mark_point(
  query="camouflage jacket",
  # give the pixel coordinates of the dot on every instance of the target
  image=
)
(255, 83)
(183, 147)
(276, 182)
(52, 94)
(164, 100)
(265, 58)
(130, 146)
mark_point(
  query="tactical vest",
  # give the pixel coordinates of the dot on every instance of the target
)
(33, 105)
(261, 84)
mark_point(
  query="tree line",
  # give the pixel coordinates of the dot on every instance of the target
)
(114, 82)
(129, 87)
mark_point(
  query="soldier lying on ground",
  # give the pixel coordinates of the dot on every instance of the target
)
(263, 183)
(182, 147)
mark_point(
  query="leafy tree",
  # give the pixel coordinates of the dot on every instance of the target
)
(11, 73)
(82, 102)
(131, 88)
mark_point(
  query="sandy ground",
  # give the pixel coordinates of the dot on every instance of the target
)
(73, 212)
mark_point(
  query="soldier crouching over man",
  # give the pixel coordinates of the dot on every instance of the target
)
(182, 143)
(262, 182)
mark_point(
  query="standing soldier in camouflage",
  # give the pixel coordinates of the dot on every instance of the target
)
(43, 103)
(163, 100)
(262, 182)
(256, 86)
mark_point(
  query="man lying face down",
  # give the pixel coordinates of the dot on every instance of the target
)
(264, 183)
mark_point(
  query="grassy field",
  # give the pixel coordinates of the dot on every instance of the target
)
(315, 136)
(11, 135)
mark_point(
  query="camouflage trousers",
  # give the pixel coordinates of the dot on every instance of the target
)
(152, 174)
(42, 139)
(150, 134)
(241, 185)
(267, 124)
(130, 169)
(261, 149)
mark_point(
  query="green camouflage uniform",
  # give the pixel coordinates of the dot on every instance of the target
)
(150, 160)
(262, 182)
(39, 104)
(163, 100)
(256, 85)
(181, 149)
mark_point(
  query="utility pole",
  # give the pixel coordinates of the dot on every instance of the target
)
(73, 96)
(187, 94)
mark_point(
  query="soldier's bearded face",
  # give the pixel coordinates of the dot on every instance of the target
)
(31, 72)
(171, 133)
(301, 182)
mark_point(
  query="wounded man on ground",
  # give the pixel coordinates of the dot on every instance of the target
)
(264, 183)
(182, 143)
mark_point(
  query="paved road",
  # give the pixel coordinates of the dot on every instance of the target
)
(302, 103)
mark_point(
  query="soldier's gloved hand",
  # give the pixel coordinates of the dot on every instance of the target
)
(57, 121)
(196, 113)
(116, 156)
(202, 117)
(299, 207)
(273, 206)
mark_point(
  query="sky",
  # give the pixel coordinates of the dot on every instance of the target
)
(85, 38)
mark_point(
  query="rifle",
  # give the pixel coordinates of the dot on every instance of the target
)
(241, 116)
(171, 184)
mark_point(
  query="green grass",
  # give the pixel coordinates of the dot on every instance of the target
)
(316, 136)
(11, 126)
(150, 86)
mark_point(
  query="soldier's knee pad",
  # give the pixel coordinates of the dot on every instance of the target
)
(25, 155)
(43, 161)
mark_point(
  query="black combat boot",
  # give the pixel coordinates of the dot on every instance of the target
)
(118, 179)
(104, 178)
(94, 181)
# # # # # # #
### YOUR OBJECTIVE
Above are the records; retype every one exactly.

### OUTPUT OF THE TASK
mark_point(
  query="camouflage jacket",
  # give the pixel coordinates of the dot on every instance of the target
  image=
)
(255, 83)
(183, 147)
(276, 182)
(52, 94)
(164, 100)
(265, 58)
(130, 146)
mark_point(
  query="tactical vest",
  # give the pixel coordinates of the dot on every instance of the target
)
(33, 105)
(261, 84)
mark_point(
  query="tree line",
  # give the pixel coordinates of the dot on every instance of the target
)
(114, 82)
(129, 87)
mark_point(
  query="soldier lying on ground",
  # give the pixel coordinates of the dot on every instance of the target
)
(263, 183)
(182, 147)
mark_point(
  query="leafy tree",
  # give the pixel coordinates of the dot on every instance of the target
)
(11, 73)
(82, 102)
(131, 88)
mark_point(
  query="sandy ground",
  # give the pixel coordinates of the dot on every instance of the target
)
(73, 212)
mark_point(
  query="soldier crouching over man",
  # give the pixel coordinates of the dot on every instance of the target
)
(182, 143)
(262, 182)
mark_point(
  query="standing soldier in camouflage",
  # give the pixel coordinates of the dot on every instance of the target
)
(43, 103)
(163, 100)
(262, 182)
(256, 86)
mark_point(
  query="man lying face down",
  # give the pixel coordinates of the dot on every instance of the target
)
(264, 183)
mark_point(
  query="grassy field",
  # give the pixel coordinates of the dot on every instance of the target
)
(315, 136)
(11, 135)
mark_point(
  query="camouflage trousers",
  # give the pixel coordinates of the dot on every instance of the target
)
(152, 174)
(42, 139)
(150, 134)
(241, 185)
(267, 124)
(130, 169)
(261, 149)
mark_point(
  query="green camouflage uniform",
  # give the pixel coordinates of the dot on every instance of the target
)
(150, 160)
(262, 182)
(39, 104)
(163, 100)
(256, 85)
(181, 149)
mark_point(
  query="utility pole",
  # give the pixel coordinates of the dot on every instance of the target
)
(73, 96)
(187, 94)
mark_point(
  query="soldier's bearded face",
  # give the pixel coordinates of the dot on every instance of the target
)
(31, 72)
(171, 133)
(301, 182)
mark_point(
  query="wounded man on ground",
  # give the pixel coordinates of the dot on every instance of the target
)
(264, 183)
(182, 143)
mark_point(
  query="paved road",
  # give the pixel coordinates of the dot on every instance of the target
)
(302, 103)
mark_point(
  query="soldier's gloved hand",
  # give the pixel coordinates of the dot on every instance of the target
)
(57, 121)
(196, 113)
(116, 156)
(202, 117)
(299, 207)
(273, 206)
mark_point(
  query="sky",
  # give the pixel coordinates of the dot on every instance of the target
)
(85, 38)
mark_point(
  query="rifle",
  # give the pixel coordinates of the dot on every instance of the target
)
(241, 116)
(171, 184)
mark_point(
  query="green grass",
  # give the pixel coordinates of the dot on every instance of the target
)
(316, 136)
(11, 126)
(150, 86)
mark_point(
  query="soldier's knee pad",
  # give the pixel coordinates of the dot on every instance of the target
)
(25, 155)
(43, 161)
mark_point(
  query="black combat boot",
  # give the pixel coordinates of the dot on every instance of the target
)
(118, 179)
(104, 178)
(94, 181)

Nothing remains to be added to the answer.